_Task 1_.
Answer these questions from the text on TSA luggage inspection:
(a) About how much does the jam weigh?
(b) What kind of plane does the text call the Airbus 321?
(c) What was in the box that sat right beside the jam?
_Task 2_. Could you carry on the text on TSA luggage inspection, picking up after its final sentence?

_Reading text_.

+ + + + + + +

And I have to go with that explanation, because nothing else makes any operational sense. Both liquids were in checked luggage, to which I would have no access during flight. It would be impossible, if they somehow contained an explosive, for me to detonate them. The jam, as it works out, weighs approximately 400 grams, which means it is five times greater than the PETN sewed into underwear of the Northwest flight bomber. Given this, and the fact that the jam was in the hold, and the Airbus 321 is a fly-by-wire plane, detonation of 400 grams of a jellied explosive at altitude would certainly have caused a massive decompression and likely would have severed control wires, bringing the plane down.
So, I would be at a loss here to explain exactly how sealing the jam in inspection tape would prevent or contain an explosion.
It obviously can’t. The only thing it can do is to serve as a warning to my mother that her terroristic ways have been noted and that she should stop doing what she does. Which, I guess, means making jam. Every time one spreads homemade jam, the terrorists win.
My point here is actually simple: there are no clear directives from on high in the TSA as to how to handle potentially hazardous materials. I get that they have to inspect liquids. Great. But would the inspectors know if a bottle of Scotch had been tampered with? If they didn’t open the jam, or didn’t open the countless bottles of maple syrup that go through that airport every day, would they know what the contents truly were? Sure, they could swab them and test them for explosives residue. Perhaps that was even done in this case, but this leaves us the question of why the mummification? If it was a courtesy, why not the other jar? And if it was meant to prevent my opening it, why bother when it’s in my checked luggage? And why not similarly seal the box with a knife in it that was right beside the jam, if you want to hamper mayhem in the airport after the luggage appears?
Tasking TSA agents with instructions that make no material sense is, in effect, crying “Wolf.” Useless directives will, someday, result in yet another directive being ignored or dismissed because it’s silly. And yet, that directive might well be the one that would prevent someone getting something on a plane that they should not.

+ + + + + + +

_Provided information_.
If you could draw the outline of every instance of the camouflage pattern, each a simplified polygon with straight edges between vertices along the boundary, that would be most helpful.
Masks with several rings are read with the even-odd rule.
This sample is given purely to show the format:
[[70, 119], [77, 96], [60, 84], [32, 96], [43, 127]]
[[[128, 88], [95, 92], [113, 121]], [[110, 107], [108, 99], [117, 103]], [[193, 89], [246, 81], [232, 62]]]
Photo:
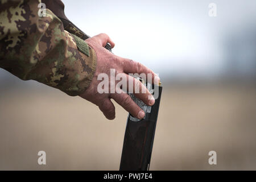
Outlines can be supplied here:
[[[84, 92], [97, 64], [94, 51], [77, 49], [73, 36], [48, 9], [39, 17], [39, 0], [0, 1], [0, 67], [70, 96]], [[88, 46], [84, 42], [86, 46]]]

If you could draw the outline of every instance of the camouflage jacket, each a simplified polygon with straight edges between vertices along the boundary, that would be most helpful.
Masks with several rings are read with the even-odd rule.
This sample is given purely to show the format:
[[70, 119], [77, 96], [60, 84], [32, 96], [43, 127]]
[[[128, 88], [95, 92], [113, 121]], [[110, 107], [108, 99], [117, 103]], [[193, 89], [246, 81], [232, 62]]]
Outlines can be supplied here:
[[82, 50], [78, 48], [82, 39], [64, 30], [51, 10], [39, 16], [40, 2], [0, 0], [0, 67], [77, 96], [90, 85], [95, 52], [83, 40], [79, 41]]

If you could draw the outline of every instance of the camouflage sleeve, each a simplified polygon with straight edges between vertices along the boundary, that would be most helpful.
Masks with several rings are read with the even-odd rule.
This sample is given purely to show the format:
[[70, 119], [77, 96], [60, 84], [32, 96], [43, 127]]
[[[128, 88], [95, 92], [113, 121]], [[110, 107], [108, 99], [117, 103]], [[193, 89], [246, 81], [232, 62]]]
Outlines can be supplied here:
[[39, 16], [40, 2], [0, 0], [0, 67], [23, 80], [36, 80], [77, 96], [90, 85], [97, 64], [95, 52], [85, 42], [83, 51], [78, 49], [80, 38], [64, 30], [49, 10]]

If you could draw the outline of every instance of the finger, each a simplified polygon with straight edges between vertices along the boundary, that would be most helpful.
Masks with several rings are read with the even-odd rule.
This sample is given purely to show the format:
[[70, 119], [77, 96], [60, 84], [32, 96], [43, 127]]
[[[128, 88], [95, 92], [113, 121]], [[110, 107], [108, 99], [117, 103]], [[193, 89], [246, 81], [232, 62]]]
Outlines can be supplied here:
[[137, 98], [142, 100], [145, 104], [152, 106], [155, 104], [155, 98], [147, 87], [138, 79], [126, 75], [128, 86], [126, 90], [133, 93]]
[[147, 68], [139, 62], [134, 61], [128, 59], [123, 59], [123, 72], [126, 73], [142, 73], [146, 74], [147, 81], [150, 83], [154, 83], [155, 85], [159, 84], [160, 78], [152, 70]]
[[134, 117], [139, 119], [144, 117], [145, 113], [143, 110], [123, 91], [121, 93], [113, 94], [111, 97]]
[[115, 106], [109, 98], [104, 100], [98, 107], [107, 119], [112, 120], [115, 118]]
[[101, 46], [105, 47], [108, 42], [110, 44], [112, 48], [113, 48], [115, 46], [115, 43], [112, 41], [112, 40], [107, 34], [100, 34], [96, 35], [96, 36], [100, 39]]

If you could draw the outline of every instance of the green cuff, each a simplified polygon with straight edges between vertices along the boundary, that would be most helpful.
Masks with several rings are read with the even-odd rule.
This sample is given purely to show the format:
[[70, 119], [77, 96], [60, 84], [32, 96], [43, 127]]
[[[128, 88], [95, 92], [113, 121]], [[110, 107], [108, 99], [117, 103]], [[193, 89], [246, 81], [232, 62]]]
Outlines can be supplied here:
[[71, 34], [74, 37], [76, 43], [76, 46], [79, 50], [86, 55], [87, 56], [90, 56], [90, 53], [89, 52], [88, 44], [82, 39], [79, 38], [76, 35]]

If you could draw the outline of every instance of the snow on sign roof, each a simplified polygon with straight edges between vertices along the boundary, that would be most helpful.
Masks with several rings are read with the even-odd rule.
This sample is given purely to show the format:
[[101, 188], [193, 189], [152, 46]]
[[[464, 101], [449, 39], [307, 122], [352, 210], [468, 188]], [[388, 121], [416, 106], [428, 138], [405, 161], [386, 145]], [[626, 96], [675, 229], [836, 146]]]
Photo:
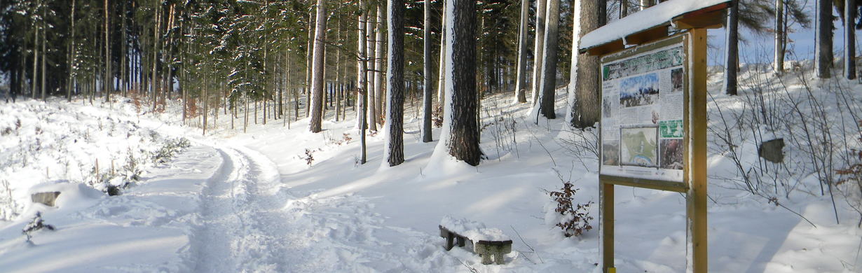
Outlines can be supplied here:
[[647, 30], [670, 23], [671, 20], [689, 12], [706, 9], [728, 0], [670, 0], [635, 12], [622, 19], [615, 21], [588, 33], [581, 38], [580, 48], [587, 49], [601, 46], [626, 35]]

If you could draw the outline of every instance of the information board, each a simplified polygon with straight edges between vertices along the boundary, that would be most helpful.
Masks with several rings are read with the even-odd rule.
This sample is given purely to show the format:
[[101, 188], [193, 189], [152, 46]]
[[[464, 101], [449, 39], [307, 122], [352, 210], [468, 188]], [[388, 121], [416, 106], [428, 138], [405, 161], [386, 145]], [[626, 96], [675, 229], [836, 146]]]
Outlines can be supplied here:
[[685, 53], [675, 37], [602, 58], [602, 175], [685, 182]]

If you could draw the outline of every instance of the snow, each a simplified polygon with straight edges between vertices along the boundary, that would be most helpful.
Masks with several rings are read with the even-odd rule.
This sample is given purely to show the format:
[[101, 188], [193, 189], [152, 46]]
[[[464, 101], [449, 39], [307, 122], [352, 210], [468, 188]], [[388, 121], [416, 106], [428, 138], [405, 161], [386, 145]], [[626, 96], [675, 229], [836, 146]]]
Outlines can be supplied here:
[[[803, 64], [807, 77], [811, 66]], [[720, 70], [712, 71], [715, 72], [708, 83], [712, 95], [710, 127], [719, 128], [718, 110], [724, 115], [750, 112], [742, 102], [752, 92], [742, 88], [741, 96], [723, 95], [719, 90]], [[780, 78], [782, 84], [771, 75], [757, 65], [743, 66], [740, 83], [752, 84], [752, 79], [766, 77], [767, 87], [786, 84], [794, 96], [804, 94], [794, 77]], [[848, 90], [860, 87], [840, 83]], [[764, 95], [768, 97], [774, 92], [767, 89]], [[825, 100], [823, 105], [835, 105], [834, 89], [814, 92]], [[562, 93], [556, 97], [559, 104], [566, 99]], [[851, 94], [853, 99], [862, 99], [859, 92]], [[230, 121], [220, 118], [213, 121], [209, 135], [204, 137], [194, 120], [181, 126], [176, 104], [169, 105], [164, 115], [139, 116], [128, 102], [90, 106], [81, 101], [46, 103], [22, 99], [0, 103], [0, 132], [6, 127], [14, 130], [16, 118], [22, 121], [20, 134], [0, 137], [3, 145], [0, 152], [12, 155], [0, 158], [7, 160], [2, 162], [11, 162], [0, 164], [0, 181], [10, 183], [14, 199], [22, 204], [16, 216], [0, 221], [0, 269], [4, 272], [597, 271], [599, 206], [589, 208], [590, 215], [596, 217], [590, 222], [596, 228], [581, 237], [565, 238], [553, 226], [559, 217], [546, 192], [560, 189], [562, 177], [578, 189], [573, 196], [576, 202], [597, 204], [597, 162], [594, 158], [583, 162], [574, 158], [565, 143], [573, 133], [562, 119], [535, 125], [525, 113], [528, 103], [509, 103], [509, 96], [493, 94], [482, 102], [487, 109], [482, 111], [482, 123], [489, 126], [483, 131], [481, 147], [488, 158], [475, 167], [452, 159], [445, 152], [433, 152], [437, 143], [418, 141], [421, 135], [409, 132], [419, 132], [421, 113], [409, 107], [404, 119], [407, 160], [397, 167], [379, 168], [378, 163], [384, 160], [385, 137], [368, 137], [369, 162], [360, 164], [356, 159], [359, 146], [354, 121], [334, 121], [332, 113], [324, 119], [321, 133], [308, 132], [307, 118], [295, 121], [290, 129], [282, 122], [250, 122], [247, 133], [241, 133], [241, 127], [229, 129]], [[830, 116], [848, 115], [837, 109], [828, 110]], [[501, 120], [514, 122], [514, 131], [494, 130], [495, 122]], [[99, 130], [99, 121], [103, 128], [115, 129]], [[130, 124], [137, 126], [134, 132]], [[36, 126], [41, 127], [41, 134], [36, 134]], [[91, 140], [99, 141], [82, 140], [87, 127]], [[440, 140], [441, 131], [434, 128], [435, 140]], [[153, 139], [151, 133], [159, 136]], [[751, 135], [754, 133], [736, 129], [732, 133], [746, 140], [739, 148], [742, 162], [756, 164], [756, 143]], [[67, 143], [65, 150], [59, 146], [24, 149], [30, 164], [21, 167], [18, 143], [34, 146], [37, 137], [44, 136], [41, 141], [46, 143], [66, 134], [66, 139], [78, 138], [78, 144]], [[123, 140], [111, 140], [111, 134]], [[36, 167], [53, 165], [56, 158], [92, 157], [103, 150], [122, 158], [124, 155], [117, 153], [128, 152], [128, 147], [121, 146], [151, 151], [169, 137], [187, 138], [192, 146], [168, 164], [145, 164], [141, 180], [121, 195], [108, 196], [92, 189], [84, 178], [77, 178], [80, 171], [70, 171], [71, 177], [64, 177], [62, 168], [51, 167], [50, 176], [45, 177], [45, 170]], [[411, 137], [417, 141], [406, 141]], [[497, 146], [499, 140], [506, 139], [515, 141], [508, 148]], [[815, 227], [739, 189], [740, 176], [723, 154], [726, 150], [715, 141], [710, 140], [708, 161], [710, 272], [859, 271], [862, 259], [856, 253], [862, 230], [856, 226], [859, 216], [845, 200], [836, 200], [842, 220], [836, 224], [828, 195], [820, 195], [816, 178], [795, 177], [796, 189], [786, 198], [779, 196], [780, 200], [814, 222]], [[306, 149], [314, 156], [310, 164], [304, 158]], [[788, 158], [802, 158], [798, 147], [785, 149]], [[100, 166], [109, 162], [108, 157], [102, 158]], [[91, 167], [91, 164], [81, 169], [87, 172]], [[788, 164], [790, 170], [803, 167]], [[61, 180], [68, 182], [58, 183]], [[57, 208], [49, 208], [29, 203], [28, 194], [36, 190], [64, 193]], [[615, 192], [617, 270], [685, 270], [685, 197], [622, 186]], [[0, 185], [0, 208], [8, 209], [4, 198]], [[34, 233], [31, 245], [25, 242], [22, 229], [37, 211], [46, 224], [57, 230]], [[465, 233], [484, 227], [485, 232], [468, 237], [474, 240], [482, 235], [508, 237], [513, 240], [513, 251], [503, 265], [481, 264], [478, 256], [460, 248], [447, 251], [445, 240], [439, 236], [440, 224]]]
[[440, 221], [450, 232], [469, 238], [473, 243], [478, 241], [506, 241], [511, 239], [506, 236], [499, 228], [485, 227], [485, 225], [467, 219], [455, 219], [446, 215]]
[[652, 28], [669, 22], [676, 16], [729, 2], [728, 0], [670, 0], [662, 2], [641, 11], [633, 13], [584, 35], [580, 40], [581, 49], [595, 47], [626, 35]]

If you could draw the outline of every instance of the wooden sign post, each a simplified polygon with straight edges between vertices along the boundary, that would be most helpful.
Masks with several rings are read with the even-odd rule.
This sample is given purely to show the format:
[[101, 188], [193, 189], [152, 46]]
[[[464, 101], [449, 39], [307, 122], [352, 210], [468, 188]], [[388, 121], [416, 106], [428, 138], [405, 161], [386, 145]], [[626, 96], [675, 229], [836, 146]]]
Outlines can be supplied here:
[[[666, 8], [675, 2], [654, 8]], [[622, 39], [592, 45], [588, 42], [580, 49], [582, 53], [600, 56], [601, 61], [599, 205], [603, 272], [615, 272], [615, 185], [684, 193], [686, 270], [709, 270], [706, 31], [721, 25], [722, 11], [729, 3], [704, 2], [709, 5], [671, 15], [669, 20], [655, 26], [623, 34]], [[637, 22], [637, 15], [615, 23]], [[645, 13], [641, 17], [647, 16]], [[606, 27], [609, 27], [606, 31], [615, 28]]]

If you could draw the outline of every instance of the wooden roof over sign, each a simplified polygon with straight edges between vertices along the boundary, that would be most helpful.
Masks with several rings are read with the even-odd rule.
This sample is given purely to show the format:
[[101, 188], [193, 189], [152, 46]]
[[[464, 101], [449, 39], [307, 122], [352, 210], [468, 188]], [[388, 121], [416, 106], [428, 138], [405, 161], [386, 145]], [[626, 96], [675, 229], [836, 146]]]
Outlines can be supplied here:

+ + + + + + +

_Exercise result 1_.
(a) Approximately 400 grams.
(b) A fly-by-wire plane.
(c) A knife.

_Exercise result 2_.
Security experts have noted that they’ve been given an impossible task. It’s been likened to being a hockey goalie. They have to stop every shot. The attempted bombing of the Northwest flight was a shot off the pipe that landed on the goal line, but never trickled in. I’m glad it didn’t. And I do understand that because of that attack, folks had to be given things to do to make sure everyone knew TSA officials were on the case.
But this is akin to having a goalie react to things other than shots taken at him. If fluids in luggage are a threat, ban them. If toiletries (gels and liquids) are a problem: ban them. If shoes are a threat, have us all wear booties and check our shoes. If personal electronics are a potential danger—all electronics with countdown or alarm functions are detonation devices, after all—ban them. If limiting carry-on luggage to medicines, books and a toy for a child will make things safer, ban everything else.
These bans, of course, will never be set into place. Safety is balanced against convenience. Being blown up is the ultimate inconvenience, obviously, but the traveling public clearly doesn’t think the chances of that happening are very high. Rightfully so. They aren’t. Never have been.
I think the TSA officials should do the right thing and issue orders that make sense, to us, to their agents. Otherwise, terrorists like my mother will just continue to threaten us by doing nothing at all.